## Instruction
Find the line containing "Please tag every instance of the woman's bare". Retype it and every line after it through the end of the entries, exactly as written, with nothing added.

## Data for the task
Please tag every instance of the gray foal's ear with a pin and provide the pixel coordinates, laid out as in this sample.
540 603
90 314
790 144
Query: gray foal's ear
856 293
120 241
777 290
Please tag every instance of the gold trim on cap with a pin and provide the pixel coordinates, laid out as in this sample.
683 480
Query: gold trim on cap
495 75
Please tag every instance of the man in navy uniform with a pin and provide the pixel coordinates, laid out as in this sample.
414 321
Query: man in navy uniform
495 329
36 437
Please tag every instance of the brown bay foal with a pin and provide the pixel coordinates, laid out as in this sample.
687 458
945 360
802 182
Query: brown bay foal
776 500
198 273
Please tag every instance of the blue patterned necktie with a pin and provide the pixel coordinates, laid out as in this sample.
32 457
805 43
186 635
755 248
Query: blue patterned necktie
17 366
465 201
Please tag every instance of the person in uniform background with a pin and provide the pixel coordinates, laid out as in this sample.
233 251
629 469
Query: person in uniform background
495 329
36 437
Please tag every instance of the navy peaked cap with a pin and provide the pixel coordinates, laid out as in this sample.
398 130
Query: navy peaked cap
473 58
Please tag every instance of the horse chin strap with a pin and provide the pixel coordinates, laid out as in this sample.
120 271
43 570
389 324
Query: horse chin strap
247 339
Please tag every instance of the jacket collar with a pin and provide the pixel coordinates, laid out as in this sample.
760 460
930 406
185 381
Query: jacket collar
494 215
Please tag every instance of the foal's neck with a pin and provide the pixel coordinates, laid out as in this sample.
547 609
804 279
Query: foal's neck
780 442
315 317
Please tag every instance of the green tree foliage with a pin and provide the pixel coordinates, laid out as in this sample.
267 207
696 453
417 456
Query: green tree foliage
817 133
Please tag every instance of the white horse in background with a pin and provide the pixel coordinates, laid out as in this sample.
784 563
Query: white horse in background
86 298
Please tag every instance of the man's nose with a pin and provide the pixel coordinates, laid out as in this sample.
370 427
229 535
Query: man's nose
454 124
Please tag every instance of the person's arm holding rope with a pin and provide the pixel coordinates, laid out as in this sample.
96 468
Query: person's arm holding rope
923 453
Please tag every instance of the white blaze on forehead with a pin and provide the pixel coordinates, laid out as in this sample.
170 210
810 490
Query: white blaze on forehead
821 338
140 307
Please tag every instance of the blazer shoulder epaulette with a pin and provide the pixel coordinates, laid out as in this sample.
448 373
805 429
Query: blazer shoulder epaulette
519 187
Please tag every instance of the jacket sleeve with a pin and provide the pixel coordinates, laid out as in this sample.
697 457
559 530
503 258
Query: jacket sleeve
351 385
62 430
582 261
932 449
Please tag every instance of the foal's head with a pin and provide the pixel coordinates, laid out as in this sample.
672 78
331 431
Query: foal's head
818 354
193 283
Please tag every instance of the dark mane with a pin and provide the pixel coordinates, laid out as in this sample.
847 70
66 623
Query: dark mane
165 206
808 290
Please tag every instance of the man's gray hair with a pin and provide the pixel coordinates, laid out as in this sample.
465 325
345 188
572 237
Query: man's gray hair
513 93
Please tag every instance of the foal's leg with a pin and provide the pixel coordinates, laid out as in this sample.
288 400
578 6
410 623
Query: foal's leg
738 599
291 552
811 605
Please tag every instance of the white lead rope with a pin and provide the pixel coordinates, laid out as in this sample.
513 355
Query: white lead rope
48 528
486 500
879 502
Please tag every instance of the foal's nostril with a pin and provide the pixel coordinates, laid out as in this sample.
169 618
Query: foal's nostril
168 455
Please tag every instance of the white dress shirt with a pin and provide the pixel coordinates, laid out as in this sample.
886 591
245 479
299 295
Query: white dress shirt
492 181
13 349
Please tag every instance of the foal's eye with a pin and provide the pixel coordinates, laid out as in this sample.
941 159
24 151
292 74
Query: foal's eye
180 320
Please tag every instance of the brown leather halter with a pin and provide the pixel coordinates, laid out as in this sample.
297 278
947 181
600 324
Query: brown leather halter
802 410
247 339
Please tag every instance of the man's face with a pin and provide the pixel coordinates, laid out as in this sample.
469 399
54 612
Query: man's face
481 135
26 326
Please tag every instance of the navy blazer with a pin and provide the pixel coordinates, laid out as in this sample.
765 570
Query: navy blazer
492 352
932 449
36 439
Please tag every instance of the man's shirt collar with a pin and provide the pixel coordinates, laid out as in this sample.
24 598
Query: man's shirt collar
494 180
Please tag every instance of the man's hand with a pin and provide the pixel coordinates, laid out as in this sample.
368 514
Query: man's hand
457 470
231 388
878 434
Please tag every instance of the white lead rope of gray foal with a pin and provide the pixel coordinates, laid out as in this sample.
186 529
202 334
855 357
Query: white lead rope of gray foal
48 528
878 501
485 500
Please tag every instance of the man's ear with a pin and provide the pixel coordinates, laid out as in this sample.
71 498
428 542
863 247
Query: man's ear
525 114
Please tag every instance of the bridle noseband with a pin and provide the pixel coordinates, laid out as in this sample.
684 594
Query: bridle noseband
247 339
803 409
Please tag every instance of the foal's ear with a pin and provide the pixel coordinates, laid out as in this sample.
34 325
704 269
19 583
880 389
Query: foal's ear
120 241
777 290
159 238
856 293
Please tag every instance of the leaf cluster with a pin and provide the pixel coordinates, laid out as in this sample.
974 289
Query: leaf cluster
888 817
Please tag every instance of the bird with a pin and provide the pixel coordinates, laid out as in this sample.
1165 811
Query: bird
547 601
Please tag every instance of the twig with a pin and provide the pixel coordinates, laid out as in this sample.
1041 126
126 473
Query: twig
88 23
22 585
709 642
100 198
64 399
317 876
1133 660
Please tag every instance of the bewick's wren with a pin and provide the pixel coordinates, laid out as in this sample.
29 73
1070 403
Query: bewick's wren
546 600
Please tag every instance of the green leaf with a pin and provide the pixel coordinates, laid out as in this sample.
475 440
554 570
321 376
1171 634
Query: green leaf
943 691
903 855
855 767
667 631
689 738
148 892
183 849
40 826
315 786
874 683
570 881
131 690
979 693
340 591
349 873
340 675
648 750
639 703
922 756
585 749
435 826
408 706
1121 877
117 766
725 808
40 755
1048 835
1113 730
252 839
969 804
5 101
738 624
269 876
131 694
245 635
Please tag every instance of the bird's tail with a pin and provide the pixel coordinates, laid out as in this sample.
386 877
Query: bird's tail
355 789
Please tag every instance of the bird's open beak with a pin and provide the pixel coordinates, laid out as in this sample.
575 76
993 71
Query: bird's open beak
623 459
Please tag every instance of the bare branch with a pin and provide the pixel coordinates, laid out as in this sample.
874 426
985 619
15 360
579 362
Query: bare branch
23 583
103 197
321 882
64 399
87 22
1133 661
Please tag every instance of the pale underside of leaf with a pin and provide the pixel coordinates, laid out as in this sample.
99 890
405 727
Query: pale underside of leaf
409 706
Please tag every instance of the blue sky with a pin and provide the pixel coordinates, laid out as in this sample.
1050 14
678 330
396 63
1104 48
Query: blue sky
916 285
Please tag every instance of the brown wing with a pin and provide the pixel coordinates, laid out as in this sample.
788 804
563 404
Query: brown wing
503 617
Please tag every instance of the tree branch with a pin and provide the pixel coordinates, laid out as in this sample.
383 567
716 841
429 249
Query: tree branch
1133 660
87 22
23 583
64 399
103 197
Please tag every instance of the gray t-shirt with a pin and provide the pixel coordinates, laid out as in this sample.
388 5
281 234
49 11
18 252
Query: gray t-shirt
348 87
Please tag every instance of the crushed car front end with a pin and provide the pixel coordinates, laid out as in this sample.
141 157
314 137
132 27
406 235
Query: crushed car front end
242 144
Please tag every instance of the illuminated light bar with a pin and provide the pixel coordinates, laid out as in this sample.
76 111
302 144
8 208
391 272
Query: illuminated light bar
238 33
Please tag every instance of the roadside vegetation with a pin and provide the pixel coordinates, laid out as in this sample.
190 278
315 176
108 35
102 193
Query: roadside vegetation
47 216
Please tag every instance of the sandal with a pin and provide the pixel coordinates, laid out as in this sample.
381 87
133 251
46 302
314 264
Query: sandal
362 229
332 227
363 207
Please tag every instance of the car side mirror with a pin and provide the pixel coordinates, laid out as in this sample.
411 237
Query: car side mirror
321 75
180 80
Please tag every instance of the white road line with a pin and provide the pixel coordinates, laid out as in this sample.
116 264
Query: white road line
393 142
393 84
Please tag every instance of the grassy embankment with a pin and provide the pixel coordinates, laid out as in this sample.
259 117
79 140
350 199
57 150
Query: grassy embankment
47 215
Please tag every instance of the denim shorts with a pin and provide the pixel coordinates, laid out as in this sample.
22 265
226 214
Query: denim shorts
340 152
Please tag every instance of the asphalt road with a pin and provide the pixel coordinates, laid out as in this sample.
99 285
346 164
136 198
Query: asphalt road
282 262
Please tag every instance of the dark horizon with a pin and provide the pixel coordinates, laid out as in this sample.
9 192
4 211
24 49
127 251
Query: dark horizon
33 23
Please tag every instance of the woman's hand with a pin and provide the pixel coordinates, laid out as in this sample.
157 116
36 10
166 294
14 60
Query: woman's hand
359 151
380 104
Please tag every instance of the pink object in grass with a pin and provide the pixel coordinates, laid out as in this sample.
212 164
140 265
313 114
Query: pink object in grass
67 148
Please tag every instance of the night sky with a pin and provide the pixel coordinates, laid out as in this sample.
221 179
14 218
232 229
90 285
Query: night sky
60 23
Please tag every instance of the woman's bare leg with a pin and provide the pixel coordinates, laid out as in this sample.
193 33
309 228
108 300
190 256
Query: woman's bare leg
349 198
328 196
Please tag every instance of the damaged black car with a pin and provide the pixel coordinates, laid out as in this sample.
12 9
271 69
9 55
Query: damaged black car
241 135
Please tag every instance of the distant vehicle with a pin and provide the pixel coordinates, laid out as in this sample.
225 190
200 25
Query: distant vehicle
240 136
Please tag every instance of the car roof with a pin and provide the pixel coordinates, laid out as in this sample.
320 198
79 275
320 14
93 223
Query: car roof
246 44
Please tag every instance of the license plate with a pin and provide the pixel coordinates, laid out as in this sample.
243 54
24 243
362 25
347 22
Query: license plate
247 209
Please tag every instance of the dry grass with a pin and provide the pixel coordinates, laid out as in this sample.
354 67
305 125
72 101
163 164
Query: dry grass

## Correct response
Please tag every instance of the woman's bare leg with a pin and provide the pixel coordinates, laid out as in this sample.
193 33
309 228
108 300
190 256
Query: woman's bare leg
349 198
328 196
Please tag every instance of the damaged black car with a pin and provide the pixel coordinates, laid out as in this sample.
12 9
271 69
9 55
Query: damaged black car
241 135
Please tag every instance of the distant vehicle with a pin and provide the pixel coordinates, laid out as in this sample.
225 190
200 25
Query: distant vehicle
240 136
Please tag every instance of the car roof with a pin and provide the pixel coordinates, laid out as in this sample.
320 198
79 275
320 14
93 223
Query: car roof
246 44
Please tag every instance of the license plate with a pin and provide the pixel coordinates, laid out as in this sample.
243 54
24 243
362 25
347 22
Query: license plate
247 209
Please tag every instance of the dry grass with a pin and provide the pixel coordinates, laid out as in this sample.
354 67
305 125
72 101
163 164
Query: dry grass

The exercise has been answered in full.